Task to carry out ▸ Return each line of the data below that contains the string "wing".
────────────────
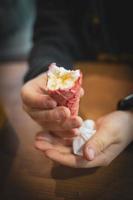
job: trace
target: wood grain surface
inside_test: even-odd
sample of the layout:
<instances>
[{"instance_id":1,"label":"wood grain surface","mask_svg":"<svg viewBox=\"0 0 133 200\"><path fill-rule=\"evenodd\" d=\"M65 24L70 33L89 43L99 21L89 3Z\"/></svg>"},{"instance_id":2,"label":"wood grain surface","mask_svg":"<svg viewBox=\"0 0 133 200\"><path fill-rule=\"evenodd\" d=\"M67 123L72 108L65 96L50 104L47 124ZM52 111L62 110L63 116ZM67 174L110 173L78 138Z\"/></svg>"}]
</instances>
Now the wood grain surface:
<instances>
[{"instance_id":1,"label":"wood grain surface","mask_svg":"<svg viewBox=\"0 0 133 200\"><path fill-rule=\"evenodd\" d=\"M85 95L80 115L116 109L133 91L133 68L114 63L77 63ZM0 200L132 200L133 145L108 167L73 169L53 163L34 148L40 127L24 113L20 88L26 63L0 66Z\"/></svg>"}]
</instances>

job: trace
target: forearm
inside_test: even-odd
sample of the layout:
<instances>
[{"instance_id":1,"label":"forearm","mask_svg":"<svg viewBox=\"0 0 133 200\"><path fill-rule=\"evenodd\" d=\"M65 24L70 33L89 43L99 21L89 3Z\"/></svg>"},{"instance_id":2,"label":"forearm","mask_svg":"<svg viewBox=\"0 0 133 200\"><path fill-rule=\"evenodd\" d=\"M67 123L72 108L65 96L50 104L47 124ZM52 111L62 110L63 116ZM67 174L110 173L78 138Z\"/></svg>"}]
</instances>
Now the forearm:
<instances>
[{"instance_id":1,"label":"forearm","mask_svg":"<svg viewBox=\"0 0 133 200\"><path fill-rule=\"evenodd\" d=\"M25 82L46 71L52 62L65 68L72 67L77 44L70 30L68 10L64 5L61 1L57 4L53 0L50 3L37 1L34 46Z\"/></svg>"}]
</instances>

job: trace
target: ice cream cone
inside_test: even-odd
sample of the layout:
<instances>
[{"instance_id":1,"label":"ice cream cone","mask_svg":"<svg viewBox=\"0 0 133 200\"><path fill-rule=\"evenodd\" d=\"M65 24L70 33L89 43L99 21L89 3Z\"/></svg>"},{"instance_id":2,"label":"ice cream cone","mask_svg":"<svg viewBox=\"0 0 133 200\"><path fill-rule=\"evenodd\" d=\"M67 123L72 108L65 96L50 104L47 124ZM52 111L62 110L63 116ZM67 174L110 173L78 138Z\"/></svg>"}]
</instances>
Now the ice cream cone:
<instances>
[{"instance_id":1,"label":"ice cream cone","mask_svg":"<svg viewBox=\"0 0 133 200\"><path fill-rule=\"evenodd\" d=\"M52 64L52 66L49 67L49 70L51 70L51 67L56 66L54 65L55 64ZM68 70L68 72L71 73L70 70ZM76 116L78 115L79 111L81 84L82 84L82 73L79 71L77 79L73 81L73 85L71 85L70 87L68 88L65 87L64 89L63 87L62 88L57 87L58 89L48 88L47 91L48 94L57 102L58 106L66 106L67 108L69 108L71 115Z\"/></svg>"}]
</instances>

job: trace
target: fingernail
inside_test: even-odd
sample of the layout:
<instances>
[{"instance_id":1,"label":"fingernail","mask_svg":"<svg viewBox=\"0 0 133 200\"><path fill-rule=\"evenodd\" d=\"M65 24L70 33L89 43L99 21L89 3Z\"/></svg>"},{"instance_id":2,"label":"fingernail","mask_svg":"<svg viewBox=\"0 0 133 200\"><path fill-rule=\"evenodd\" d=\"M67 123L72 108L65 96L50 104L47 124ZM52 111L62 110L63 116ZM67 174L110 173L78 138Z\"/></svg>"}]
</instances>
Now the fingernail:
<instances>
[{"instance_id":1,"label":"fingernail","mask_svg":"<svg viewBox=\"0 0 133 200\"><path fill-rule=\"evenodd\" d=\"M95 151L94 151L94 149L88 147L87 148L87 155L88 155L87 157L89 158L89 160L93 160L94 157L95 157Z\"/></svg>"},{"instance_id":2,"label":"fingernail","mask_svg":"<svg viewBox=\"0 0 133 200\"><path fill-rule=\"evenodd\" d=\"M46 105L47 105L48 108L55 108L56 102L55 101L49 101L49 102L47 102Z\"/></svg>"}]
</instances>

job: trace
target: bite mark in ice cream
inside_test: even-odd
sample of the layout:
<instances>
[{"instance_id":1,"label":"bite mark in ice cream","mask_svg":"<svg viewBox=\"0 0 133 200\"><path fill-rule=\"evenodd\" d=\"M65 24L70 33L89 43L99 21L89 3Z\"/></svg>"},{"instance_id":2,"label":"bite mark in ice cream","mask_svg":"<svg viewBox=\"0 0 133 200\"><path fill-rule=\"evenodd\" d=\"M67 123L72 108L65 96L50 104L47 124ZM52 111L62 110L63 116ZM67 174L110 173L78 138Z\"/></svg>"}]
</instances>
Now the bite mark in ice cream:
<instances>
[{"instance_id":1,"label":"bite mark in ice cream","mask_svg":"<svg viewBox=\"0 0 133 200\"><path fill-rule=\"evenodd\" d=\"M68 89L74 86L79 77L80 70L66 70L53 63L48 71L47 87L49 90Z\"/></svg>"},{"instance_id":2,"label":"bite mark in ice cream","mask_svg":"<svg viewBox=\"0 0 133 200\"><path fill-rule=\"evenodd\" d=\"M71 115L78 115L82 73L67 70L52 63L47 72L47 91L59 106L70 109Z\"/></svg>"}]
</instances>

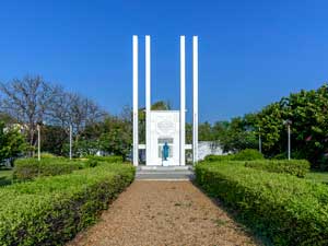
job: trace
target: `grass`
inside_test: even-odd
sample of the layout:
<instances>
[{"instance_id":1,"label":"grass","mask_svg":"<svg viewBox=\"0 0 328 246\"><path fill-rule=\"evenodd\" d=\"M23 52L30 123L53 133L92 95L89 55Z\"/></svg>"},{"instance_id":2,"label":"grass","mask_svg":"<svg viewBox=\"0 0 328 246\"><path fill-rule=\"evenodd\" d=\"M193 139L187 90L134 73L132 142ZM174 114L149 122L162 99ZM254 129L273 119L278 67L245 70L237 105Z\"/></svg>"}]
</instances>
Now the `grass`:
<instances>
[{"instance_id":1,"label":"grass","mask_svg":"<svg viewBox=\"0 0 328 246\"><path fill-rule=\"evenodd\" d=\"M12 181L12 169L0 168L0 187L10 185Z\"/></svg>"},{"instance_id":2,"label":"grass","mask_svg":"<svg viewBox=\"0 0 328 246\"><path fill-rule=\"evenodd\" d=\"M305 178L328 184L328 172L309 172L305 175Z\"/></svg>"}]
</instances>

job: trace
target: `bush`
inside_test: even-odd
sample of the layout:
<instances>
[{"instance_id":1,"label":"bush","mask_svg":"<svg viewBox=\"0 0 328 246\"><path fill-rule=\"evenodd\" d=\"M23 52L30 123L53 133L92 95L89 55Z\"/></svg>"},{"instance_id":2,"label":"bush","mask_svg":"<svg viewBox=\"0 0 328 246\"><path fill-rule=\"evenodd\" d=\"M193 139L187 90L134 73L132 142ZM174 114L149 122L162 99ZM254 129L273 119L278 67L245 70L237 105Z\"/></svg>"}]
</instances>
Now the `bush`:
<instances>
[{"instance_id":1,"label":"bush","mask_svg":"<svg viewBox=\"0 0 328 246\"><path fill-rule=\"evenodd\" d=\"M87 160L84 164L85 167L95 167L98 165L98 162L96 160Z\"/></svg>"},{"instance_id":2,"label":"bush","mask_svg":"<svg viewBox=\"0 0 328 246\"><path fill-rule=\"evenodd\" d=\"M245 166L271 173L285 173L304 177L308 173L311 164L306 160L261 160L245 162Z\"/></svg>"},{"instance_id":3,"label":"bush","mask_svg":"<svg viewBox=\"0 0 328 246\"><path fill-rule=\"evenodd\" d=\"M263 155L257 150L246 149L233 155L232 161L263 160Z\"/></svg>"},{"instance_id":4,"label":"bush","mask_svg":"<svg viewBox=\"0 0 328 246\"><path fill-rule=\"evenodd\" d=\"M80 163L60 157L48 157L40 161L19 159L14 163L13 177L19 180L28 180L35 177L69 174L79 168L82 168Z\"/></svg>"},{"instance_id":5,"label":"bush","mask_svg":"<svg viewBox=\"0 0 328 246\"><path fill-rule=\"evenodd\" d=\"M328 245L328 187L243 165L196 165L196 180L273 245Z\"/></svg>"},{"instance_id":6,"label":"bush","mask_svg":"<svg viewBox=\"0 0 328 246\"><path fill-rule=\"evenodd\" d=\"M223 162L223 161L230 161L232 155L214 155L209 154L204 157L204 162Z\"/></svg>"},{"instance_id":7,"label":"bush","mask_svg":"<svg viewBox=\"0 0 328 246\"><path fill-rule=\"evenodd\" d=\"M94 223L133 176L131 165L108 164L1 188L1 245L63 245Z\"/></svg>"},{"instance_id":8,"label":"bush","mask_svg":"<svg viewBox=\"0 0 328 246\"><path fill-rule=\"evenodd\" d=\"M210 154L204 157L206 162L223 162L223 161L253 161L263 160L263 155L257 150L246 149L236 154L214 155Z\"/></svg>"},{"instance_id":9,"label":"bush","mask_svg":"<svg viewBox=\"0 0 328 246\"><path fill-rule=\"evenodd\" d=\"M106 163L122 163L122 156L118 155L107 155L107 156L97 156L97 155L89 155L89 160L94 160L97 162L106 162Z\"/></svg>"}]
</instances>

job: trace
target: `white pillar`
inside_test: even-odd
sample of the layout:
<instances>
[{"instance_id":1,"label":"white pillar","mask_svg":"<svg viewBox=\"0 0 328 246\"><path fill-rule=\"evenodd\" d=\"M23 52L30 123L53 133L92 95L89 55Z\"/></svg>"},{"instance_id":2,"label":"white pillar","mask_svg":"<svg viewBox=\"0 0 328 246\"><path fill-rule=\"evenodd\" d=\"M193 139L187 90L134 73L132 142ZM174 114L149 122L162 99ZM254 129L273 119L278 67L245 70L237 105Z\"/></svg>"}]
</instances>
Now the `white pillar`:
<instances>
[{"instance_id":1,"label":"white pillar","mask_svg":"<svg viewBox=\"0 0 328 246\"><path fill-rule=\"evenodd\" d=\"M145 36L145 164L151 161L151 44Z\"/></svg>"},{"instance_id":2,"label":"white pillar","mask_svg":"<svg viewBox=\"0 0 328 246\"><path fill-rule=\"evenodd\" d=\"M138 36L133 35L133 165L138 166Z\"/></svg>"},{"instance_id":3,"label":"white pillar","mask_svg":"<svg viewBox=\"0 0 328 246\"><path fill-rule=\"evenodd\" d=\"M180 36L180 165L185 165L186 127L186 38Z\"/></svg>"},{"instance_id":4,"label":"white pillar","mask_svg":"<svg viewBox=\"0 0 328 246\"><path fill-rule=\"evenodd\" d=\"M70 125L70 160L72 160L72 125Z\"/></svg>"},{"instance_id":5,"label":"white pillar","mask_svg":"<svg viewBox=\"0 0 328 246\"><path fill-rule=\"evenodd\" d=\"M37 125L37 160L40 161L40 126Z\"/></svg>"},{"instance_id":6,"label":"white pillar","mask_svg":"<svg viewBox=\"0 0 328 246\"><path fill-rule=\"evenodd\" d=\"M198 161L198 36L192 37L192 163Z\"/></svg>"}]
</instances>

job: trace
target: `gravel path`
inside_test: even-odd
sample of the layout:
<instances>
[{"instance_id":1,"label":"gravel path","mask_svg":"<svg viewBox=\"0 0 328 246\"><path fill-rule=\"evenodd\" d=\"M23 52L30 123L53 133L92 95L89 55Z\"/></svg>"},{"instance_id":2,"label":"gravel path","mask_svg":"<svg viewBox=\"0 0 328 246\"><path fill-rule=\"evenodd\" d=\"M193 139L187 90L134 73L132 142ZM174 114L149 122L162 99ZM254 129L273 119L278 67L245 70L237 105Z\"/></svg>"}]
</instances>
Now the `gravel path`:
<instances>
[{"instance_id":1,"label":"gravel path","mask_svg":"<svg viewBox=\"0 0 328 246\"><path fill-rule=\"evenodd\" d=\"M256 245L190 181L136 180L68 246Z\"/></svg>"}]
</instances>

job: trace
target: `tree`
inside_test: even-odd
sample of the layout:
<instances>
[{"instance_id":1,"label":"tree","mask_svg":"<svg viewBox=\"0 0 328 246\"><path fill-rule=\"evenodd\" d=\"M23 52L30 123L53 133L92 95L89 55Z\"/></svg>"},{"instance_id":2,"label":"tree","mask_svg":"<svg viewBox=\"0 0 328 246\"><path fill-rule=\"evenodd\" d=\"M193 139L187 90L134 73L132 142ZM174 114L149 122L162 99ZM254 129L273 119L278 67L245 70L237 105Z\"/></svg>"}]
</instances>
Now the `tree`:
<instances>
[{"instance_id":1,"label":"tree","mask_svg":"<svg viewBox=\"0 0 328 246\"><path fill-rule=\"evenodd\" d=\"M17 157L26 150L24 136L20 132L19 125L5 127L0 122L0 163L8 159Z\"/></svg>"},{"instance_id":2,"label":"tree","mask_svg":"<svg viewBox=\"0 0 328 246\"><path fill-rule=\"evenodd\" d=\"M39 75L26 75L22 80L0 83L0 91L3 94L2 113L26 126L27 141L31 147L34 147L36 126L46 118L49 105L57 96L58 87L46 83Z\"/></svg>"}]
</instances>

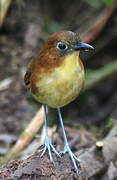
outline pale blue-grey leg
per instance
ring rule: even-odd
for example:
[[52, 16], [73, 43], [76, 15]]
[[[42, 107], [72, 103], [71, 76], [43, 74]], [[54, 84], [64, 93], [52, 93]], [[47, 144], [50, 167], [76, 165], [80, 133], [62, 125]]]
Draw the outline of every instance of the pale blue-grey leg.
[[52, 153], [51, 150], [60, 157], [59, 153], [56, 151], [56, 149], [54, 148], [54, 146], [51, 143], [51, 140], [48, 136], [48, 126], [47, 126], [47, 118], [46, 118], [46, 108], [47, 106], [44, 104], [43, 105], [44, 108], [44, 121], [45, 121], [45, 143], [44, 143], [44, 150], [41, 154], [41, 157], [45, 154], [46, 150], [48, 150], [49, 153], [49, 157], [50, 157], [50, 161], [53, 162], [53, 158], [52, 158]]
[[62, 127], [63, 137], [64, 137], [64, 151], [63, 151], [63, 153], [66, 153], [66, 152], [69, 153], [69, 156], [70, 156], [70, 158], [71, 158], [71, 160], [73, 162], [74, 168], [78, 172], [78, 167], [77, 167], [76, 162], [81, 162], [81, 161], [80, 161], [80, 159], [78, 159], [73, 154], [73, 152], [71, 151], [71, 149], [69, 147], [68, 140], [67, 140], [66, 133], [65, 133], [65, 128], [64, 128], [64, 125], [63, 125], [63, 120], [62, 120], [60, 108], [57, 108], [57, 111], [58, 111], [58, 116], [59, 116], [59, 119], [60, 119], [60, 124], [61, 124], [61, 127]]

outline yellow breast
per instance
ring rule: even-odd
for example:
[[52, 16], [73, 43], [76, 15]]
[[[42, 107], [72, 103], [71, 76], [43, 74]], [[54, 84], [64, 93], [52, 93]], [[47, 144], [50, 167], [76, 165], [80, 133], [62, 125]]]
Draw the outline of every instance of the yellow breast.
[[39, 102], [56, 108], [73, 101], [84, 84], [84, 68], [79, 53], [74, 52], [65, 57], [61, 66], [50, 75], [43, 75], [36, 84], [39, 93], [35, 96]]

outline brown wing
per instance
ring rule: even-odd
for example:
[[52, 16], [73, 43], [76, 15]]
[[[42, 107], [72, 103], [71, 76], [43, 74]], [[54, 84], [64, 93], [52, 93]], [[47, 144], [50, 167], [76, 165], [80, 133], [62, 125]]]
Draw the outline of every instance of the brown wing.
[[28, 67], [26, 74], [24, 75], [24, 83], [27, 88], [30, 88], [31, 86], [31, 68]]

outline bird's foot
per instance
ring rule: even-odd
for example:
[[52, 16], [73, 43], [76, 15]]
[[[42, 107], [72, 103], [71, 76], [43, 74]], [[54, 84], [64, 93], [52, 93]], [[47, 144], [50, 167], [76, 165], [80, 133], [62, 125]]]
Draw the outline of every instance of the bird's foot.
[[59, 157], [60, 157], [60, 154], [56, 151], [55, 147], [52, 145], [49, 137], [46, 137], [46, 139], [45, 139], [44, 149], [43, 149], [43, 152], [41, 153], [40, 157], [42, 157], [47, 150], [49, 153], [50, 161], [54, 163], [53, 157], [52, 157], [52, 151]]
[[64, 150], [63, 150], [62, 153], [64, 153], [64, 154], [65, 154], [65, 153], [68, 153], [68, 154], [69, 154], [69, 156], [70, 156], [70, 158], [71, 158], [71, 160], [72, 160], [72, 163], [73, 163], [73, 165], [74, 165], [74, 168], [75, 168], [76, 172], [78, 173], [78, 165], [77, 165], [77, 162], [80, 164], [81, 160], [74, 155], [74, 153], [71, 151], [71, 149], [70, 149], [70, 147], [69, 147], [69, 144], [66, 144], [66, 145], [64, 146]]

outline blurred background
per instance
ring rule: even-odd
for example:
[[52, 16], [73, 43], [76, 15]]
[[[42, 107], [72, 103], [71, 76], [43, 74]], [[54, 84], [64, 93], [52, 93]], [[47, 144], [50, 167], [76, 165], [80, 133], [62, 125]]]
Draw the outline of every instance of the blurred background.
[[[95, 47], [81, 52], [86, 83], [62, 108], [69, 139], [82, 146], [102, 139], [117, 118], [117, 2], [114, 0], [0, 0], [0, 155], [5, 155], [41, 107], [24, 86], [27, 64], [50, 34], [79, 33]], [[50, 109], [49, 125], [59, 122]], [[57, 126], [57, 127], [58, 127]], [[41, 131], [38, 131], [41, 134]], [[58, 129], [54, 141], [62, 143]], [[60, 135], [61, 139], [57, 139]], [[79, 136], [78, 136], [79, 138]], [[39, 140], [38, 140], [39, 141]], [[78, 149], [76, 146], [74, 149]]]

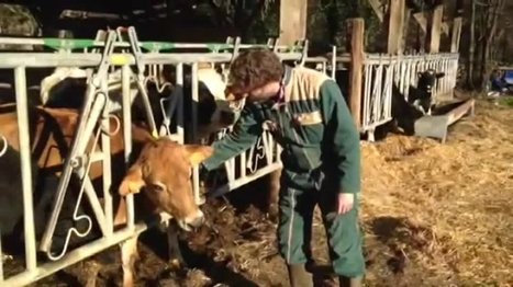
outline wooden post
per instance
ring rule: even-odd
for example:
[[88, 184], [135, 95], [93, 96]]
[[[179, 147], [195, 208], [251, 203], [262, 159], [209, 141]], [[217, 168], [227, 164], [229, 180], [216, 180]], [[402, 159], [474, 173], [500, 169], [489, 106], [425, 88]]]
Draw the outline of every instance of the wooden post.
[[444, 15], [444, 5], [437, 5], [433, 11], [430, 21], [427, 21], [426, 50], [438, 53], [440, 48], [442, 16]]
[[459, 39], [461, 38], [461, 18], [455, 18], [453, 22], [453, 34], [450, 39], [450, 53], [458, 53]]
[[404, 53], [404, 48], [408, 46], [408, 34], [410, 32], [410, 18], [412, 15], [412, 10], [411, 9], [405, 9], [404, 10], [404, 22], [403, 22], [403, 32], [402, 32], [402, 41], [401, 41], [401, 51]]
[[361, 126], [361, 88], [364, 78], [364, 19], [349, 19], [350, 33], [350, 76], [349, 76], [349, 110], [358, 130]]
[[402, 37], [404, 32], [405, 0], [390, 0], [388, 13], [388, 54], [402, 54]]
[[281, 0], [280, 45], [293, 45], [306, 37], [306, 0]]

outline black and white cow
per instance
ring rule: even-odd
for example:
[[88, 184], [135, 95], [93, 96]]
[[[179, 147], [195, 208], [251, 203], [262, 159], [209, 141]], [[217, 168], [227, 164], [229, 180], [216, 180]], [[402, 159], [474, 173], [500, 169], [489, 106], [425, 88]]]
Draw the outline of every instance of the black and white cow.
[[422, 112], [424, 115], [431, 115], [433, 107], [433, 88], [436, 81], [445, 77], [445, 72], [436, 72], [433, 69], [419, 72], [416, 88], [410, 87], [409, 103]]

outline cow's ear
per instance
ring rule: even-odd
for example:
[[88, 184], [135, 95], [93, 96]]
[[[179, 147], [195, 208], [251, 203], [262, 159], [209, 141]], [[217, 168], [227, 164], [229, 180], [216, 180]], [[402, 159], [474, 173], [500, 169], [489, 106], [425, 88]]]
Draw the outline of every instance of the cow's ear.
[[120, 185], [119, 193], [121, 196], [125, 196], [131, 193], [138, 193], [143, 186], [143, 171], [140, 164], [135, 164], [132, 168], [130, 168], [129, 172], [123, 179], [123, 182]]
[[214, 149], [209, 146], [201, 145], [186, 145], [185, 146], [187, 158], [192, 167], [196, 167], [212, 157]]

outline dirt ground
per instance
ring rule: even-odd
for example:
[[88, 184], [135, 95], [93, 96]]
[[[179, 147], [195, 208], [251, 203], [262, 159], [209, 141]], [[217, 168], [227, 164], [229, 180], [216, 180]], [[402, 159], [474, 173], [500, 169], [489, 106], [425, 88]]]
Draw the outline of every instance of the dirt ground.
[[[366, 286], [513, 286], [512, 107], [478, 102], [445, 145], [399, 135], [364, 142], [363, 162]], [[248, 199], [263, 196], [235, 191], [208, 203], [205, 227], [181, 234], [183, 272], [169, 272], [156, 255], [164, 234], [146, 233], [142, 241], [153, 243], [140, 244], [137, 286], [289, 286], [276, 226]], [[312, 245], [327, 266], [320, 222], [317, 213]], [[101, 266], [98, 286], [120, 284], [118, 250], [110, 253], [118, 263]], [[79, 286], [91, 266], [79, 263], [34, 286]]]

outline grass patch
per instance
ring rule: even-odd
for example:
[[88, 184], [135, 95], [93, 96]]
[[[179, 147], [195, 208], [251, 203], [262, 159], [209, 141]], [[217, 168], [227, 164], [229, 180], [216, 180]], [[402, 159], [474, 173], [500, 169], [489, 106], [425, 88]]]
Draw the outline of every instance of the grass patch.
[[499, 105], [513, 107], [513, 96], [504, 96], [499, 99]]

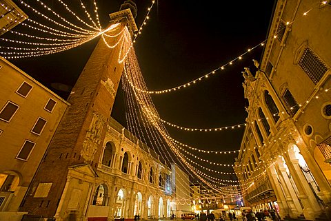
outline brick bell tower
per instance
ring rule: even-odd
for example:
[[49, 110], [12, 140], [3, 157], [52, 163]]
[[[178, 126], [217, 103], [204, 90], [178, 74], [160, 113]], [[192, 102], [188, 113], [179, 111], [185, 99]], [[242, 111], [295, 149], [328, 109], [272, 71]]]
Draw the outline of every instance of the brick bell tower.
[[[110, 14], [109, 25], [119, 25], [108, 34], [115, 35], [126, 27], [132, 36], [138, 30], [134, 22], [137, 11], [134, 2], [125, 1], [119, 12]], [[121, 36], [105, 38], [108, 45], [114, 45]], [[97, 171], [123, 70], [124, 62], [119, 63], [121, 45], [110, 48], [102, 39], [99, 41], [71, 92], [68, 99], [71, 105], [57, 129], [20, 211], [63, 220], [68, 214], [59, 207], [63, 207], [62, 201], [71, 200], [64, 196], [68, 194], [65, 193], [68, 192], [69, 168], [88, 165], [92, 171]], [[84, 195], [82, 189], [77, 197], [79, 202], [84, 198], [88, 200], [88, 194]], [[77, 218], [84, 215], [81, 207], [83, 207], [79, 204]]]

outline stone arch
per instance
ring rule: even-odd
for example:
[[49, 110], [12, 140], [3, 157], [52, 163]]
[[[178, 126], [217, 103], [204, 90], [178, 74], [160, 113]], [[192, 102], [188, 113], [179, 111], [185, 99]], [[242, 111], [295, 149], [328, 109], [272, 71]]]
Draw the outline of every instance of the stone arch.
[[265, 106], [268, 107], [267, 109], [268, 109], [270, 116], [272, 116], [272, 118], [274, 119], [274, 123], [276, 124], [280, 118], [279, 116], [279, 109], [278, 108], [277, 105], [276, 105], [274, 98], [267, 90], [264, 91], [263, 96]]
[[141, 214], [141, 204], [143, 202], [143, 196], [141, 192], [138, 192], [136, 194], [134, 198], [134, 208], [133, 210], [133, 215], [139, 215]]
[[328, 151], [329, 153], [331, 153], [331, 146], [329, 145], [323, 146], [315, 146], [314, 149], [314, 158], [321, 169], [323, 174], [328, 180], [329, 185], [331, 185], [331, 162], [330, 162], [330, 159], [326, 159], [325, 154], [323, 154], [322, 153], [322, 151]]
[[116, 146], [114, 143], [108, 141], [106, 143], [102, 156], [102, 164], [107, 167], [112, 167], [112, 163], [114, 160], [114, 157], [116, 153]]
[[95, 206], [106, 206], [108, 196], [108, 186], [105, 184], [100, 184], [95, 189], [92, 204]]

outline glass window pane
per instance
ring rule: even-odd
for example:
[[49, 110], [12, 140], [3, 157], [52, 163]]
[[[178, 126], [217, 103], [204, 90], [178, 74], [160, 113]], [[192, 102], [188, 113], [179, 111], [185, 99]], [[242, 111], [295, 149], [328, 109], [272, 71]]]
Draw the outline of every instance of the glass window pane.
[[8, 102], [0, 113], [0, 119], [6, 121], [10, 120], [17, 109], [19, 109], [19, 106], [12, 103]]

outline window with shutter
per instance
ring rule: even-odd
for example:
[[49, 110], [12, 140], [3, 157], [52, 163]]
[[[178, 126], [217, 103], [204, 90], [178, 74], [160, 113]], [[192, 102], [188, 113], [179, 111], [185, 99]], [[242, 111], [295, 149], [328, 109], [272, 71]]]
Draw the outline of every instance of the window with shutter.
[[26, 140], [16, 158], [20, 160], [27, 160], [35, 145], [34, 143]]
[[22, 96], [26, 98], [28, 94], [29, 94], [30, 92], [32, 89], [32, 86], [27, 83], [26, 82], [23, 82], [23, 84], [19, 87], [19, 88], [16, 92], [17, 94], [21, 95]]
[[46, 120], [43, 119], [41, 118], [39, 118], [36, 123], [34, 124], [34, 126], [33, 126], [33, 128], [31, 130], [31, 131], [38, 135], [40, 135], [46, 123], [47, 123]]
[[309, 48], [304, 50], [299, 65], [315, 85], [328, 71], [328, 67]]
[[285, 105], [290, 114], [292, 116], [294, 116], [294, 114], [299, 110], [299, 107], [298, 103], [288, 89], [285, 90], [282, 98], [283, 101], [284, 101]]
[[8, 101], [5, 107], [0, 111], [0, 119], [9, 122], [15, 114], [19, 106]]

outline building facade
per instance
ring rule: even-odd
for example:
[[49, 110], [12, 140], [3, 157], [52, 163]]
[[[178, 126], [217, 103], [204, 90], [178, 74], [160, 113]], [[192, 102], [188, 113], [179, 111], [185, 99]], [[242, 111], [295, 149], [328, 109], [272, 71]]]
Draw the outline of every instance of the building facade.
────────────────
Answer for the task ▸
outline brown wing
Draw the outline of every instance of the brown wing.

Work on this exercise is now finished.